## TASK STATEMENT
Copy out the entries from the line containing "Where can the wooden" through the end of the entries, keeping the requests as they are but scaling every x and y point coordinate in the answers by 0.6 and rounding each result to a whole number, with halves rounded up.
-------- THE DATA --------
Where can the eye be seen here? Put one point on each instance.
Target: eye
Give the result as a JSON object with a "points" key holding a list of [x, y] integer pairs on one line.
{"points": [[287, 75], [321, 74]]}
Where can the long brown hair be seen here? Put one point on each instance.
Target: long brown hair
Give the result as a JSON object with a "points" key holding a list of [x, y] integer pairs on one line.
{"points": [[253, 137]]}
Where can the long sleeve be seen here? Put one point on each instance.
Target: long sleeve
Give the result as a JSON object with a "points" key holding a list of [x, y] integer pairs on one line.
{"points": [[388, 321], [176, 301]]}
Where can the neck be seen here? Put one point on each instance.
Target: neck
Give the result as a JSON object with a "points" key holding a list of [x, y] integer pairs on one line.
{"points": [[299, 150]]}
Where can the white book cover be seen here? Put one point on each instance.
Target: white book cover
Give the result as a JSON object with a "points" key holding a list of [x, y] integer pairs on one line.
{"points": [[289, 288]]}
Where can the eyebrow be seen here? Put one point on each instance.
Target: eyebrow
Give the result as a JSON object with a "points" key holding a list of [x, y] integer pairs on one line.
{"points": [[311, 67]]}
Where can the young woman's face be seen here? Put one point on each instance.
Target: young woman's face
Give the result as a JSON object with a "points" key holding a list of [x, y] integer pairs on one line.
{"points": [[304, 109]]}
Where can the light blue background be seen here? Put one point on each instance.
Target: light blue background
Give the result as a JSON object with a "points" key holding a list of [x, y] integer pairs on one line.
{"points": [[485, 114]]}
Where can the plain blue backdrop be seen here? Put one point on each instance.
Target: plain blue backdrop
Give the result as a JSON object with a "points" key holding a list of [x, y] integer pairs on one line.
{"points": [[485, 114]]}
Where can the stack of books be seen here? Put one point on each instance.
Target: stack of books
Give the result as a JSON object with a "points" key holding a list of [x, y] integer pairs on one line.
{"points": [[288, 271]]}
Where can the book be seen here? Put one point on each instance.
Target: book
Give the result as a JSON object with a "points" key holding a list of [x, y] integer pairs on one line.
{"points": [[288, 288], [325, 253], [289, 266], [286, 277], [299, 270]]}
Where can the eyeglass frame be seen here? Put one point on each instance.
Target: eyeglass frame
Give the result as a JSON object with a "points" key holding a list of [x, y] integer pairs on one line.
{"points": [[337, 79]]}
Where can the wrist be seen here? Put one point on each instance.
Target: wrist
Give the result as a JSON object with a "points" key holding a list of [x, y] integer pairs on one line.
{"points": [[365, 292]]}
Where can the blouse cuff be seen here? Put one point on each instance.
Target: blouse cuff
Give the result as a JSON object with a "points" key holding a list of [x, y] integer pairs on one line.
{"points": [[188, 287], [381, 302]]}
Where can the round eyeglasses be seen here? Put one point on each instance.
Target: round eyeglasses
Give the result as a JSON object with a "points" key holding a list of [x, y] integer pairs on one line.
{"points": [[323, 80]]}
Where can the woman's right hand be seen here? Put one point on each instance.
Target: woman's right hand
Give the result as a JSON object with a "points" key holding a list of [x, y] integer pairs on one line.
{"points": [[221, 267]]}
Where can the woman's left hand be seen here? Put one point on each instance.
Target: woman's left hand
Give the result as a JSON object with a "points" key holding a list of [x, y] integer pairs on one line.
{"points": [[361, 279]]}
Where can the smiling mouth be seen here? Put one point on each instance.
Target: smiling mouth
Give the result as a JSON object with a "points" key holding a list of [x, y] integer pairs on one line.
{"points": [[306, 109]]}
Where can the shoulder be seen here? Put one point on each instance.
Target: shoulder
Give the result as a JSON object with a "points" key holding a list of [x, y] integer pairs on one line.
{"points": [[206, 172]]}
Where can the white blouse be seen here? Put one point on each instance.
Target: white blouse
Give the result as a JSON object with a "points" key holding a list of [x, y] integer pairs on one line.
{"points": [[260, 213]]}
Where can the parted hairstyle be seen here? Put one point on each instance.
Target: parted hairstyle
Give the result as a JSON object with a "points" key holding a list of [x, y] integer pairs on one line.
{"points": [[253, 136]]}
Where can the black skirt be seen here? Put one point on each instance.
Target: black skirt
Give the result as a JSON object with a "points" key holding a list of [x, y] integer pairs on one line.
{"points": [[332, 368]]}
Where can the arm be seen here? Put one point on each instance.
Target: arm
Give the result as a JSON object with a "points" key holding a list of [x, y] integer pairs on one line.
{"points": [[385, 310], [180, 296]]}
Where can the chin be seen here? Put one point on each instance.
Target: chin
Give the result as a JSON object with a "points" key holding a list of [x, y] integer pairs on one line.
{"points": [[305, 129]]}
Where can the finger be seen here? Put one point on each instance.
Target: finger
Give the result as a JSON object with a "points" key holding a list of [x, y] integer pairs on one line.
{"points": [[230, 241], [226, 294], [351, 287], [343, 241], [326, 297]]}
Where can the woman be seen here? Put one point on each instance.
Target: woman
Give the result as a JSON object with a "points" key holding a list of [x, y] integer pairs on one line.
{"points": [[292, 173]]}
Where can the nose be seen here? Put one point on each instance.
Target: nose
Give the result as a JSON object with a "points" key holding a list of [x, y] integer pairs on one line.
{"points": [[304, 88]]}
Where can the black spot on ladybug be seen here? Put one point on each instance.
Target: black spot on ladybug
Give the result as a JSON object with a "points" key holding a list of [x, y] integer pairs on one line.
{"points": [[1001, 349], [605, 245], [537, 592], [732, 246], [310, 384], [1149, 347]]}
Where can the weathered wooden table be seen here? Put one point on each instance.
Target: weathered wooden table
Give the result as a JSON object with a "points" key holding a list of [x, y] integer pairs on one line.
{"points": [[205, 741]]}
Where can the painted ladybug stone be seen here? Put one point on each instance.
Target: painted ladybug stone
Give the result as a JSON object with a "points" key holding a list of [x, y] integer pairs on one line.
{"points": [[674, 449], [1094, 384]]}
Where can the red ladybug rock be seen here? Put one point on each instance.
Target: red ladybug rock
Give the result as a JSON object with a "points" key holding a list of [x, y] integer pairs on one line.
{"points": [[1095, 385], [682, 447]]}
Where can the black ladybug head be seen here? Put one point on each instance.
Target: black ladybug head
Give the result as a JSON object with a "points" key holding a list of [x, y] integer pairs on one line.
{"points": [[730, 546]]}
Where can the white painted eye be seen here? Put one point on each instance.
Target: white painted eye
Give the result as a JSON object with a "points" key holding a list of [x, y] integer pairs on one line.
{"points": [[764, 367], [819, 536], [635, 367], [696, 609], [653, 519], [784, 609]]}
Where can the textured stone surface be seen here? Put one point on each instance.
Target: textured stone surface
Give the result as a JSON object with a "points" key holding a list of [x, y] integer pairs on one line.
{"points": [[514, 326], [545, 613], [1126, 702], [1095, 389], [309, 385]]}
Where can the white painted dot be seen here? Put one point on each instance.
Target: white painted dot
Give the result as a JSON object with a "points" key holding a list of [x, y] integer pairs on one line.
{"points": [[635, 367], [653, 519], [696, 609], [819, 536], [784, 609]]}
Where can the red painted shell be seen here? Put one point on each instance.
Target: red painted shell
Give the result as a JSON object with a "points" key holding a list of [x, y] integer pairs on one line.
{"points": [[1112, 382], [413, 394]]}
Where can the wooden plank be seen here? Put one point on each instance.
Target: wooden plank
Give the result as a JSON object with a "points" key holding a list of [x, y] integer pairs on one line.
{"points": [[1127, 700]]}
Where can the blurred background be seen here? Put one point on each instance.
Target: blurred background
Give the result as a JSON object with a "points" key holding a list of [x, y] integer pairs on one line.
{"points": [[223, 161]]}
--------
## SOLUTION TO THE EXERCISE
Where can the wooden plank be seen here? Put one point on each instance.
Target: wooden plank
Give the result as a JSON object with a "points" key holding a list of [x, y] integer pairs on one line.
{"points": [[676, 420]]}
Where can the blurred background be seen here? Put one point on each instance.
Target: blurred background
Give the result as a JSON object with a "points" key holding a list of [x, y] integer pairs on one line.
{"points": [[134, 97]]}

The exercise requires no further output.